BEGIN GIVEN DATA

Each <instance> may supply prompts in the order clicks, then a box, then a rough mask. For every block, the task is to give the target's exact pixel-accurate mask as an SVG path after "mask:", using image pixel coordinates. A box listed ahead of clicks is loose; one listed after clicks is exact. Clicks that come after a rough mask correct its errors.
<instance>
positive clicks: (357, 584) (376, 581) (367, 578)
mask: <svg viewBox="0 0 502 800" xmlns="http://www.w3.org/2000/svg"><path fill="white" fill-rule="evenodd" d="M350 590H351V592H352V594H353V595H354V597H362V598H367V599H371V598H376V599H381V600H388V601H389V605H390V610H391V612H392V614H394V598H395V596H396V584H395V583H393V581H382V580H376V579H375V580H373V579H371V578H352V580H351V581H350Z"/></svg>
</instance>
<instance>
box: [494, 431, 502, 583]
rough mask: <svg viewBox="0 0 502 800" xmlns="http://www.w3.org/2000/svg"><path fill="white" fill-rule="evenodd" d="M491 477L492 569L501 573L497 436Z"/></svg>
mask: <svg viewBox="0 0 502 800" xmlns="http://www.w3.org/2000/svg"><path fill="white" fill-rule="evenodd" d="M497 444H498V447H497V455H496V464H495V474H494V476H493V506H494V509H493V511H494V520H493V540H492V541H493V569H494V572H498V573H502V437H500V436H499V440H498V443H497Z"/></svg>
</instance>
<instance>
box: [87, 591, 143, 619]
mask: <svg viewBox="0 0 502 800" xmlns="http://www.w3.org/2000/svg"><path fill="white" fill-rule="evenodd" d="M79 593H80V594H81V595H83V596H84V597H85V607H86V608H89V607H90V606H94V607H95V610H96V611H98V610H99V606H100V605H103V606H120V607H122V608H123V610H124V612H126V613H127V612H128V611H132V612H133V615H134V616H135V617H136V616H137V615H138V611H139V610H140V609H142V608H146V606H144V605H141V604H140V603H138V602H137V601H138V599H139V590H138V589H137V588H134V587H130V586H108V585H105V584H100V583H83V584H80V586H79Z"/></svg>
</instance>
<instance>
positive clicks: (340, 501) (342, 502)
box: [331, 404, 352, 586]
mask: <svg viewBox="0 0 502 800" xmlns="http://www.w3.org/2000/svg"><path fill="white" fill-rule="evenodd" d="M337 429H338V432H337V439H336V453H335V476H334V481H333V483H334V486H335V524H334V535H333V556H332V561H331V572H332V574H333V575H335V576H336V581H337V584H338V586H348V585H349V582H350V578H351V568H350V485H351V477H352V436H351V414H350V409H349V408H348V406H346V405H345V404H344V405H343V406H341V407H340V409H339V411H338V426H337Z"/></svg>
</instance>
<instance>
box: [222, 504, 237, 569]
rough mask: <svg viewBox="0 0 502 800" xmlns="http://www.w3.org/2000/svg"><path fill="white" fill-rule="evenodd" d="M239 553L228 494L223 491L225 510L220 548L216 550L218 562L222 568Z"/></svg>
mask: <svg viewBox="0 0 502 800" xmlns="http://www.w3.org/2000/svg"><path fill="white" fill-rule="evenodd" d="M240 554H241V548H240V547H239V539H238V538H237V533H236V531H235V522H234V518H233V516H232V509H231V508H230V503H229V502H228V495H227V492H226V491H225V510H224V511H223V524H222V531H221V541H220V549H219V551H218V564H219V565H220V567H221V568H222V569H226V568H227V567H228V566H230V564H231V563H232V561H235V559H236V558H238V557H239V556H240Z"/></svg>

END GIVEN DATA

ACTIVITY :: Every record is to be repeated exactly as written.

OUTPUT FOR THIS TASK ::
Each <instance> may supply prompts in the order clicks, then a box, then a rough mask. For every block, the task is to give the target's exact pixel-accurate mask as an SVG path after "mask:", using image pixel coordinates. A box listed ahead of clicks is loose; one listed after clicks is exact. Clicks that come after a rough mask correct its errors.
<instance>
positive clicks: (357, 584) (376, 581) (367, 578)
mask: <svg viewBox="0 0 502 800" xmlns="http://www.w3.org/2000/svg"><path fill="white" fill-rule="evenodd" d="M350 590H351V592H352V594H353V595H354V597H362V598H367V599H371V598H376V599H381V600H388V601H389V605H390V610H391V612H392V614H394V598H395V596H396V584H395V583H393V581H382V580H376V579H375V580H373V579H371V578H352V580H351V581H350Z"/></svg>
</instance>
<instance>
box: [494, 431, 502, 583]
rough mask: <svg viewBox="0 0 502 800" xmlns="http://www.w3.org/2000/svg"><path fill="white" fill-rule="evenodd" d="M491 477L492 569L501 573L497 436Z"/></svg>
mask: <svg viewBox="0 0 502 800" xmlns="http://www.w3.org/2000/svg"><path fill="white" fill-rule="evenodd" d="M497 444H498V447H497V455H496V464H495V474H494V476H493V506H494V509H493V511H494V520H493V540H492V541H493V569H494V572H498V573H502V437H500V436H499V440H498V443H497Z"/></svg>
</instance>
<instance>
box: [87, 591, 143, 619]
mask: <svg viewBox="0 0 502 800" xmlns="http://www.w3.org/2000/svg"><path fill="white" fill-rule="evenodd" d="M79 593H80V594H81V595H83V596H84V597H85V607H86V608H89V607H90V606H94V607H95V610H96V611H98V610H99V606H100V605H103V606H120V607H122V608H123V610H124V612H126V613H127V612H128V611H132V612H133V615H134V616H135V617H136V616H137V615H138V611H139V610H140V609H142V608H146V606H144V605H141V604H140V603H138V602H137V601H138V599H139V590H138V589H137V588H134V587H130V586H108V585H105V584H100V583H83V584H80V586H79Z"/></svg>
</instance>
<instance>
positive clicks: (340, 501) (342, 502)
box: [331, 404, 352, 586]
mask: <svg viewBox="0 0 502 800" xmlns="http://www.w3.org/2000/svg"><path fill="white" fill-rule="evenodd" d="M337 429H338V432H337V439H336V453H335V476H334V481H333V483H334V486H335V524H334V535H333V556H332V561H331V572H332V574H333V575H335V576H336V581H337V584H338V586H348V585H349V582H350V578H351V568H350V485H351V477H352V436H351V414H350V409H349V408H348V406H346V405H345V404H344V405H343V406H341V407H340V409H339V411H338V426H337Z"/></svg>
</instance>
<instance>
box: [222, 504, 237, 569]
rough mask: <svg viewBox="0 0 502 800" xmlns="http://www.w3.org/2000/svg"><path fill="white" fill-rule="evenodd" d="M239 553L228 494L223 491L225 510L220 548L216 550L218 562L222 568Z"/></svg>
mask: <svg viewBox="0 0 502 800" xmlns="http://www.w3.org/2000/svg"><path fill="white" fill-rule="evenodd" d="M240 554H241V548H240V547H239V539H238V538H237V533H236V531H235V522H234V518H233V516H232V509H231V508H230V503H229V502H228V495H227V492H226V491H225V510H224V511H223V524H222V531H221V541H220V549H219V551H218V564H219V565H220V567H221V568H222V569H226V568H227V567H228V566H230V564H231V563H232V561H235V559H236V558H238V557H239V556H240Z"/></svg>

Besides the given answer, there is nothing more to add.